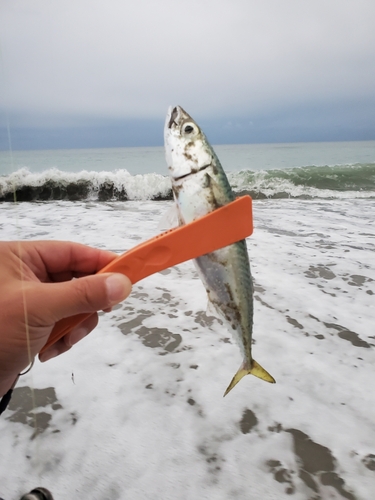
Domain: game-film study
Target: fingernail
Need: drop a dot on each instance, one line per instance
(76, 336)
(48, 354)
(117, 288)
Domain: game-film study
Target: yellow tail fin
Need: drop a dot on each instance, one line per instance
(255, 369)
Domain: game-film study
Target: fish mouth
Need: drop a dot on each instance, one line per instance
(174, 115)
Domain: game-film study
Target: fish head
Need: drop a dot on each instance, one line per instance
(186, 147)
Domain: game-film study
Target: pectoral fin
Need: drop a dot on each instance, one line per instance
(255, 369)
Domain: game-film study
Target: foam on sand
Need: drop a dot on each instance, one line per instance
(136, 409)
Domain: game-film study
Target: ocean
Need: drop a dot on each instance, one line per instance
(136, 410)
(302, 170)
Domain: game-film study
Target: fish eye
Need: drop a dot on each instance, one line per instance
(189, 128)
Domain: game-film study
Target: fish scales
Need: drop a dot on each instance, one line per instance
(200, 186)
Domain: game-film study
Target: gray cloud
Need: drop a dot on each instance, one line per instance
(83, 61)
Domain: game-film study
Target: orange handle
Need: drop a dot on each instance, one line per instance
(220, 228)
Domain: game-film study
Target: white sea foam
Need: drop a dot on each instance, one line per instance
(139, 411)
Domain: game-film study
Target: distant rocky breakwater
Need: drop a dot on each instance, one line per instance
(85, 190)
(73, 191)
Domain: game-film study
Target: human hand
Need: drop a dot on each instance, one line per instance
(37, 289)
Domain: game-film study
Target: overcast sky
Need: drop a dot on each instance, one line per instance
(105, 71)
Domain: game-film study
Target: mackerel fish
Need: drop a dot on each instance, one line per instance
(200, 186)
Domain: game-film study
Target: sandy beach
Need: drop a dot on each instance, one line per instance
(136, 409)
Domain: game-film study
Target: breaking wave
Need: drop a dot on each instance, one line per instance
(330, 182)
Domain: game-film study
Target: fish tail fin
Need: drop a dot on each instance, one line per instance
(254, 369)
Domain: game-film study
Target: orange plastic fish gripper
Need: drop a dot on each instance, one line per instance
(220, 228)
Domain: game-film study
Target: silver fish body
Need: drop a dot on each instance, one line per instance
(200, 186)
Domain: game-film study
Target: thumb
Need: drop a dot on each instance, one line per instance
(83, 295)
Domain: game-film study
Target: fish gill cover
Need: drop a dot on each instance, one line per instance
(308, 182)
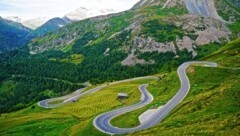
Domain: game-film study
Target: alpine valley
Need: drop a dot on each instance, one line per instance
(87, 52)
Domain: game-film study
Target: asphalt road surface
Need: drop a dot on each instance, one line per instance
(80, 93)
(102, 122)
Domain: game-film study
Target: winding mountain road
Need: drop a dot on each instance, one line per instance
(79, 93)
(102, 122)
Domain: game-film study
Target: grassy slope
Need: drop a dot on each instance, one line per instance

...

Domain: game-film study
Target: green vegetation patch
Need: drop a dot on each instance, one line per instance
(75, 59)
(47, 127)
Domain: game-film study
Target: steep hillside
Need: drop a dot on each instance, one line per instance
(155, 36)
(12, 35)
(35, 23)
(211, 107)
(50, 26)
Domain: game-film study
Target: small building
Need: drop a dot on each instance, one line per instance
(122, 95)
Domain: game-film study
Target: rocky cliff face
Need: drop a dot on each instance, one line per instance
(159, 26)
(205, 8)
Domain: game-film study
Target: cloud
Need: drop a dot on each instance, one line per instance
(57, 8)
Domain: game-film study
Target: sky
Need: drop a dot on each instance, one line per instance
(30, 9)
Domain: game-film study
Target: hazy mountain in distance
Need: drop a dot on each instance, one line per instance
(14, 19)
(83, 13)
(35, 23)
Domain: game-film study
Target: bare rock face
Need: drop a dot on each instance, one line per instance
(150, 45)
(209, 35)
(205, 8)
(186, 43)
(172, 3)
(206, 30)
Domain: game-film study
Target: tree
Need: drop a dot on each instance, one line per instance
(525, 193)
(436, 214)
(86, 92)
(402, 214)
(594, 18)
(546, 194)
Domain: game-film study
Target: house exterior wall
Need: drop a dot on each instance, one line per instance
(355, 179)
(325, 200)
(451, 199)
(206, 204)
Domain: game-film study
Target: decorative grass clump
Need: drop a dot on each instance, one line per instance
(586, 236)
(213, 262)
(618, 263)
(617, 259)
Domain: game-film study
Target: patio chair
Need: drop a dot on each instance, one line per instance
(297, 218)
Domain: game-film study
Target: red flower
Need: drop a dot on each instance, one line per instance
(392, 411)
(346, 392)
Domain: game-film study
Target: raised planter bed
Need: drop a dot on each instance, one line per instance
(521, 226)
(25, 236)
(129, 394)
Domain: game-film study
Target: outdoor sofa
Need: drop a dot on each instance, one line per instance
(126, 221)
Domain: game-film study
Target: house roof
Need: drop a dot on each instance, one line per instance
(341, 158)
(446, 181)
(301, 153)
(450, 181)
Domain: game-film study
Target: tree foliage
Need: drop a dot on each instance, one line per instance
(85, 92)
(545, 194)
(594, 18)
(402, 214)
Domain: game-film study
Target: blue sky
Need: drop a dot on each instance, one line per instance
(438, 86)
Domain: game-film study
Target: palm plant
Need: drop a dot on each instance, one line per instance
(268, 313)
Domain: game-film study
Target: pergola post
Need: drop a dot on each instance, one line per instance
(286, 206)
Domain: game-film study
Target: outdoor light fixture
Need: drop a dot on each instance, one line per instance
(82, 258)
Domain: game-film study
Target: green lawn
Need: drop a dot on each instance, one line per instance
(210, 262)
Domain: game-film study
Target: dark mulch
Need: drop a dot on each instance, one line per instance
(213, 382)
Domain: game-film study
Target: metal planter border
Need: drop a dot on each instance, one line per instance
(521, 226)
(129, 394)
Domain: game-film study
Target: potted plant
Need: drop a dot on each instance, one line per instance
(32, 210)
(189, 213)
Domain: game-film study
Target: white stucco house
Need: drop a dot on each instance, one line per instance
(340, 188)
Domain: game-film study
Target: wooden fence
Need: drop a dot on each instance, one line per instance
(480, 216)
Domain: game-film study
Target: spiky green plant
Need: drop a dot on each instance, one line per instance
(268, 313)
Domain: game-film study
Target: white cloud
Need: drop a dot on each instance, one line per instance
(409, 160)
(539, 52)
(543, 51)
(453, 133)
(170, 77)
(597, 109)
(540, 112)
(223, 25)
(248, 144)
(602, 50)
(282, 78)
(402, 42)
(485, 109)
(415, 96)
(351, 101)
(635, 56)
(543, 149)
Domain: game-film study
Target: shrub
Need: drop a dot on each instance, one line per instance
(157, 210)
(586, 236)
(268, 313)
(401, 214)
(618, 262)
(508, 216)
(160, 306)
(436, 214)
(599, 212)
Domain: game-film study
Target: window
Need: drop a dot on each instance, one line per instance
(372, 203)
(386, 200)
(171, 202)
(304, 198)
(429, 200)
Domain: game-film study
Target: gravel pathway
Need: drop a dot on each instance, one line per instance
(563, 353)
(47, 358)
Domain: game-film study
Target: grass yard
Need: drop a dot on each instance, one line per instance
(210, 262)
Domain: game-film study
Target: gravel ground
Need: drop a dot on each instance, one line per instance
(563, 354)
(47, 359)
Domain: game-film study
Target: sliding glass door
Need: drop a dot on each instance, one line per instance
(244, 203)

---

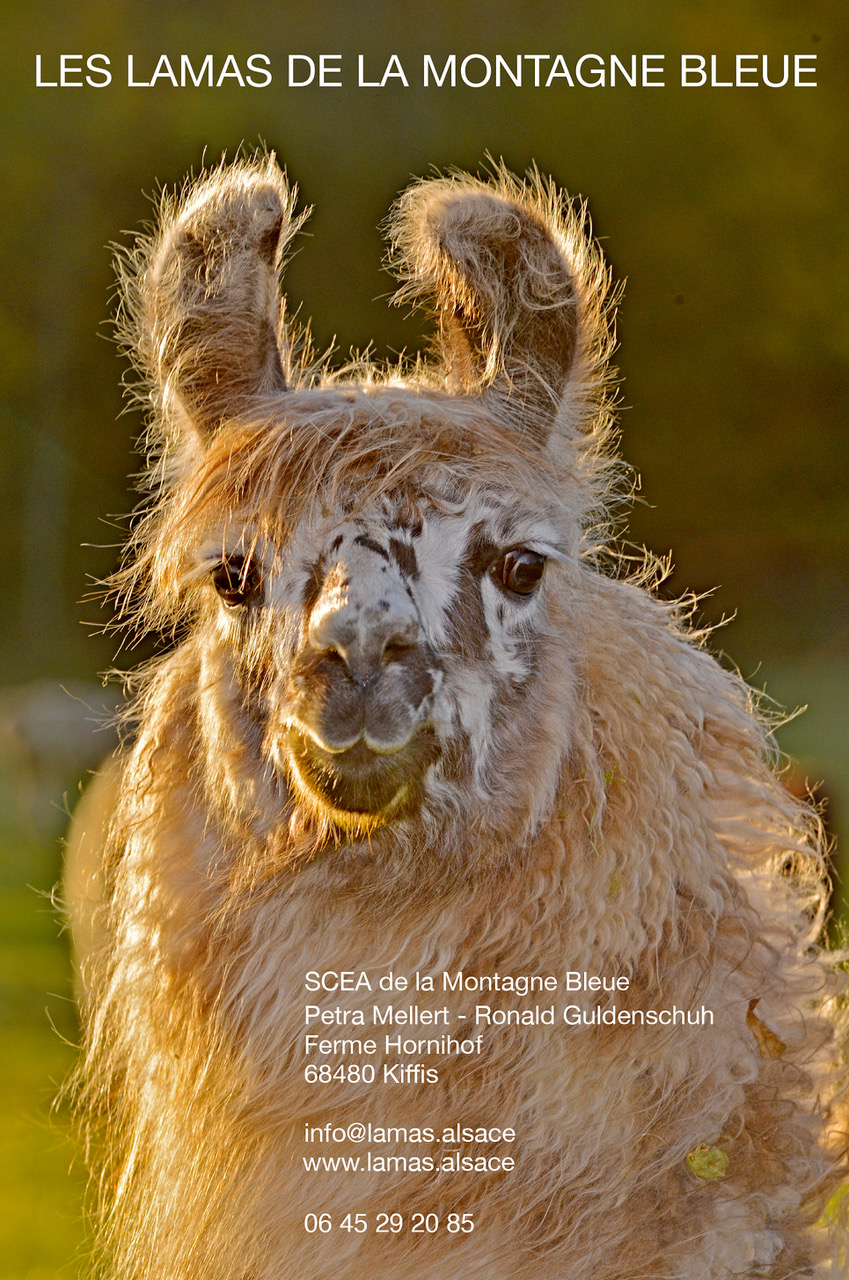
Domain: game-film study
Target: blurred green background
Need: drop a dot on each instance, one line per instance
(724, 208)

→ **Problem description**
Extract every line of the records that contains the string "orange", copying each line in full.

→ **Exercise result**
Target: orange handle
Target: orange plastic fish gripper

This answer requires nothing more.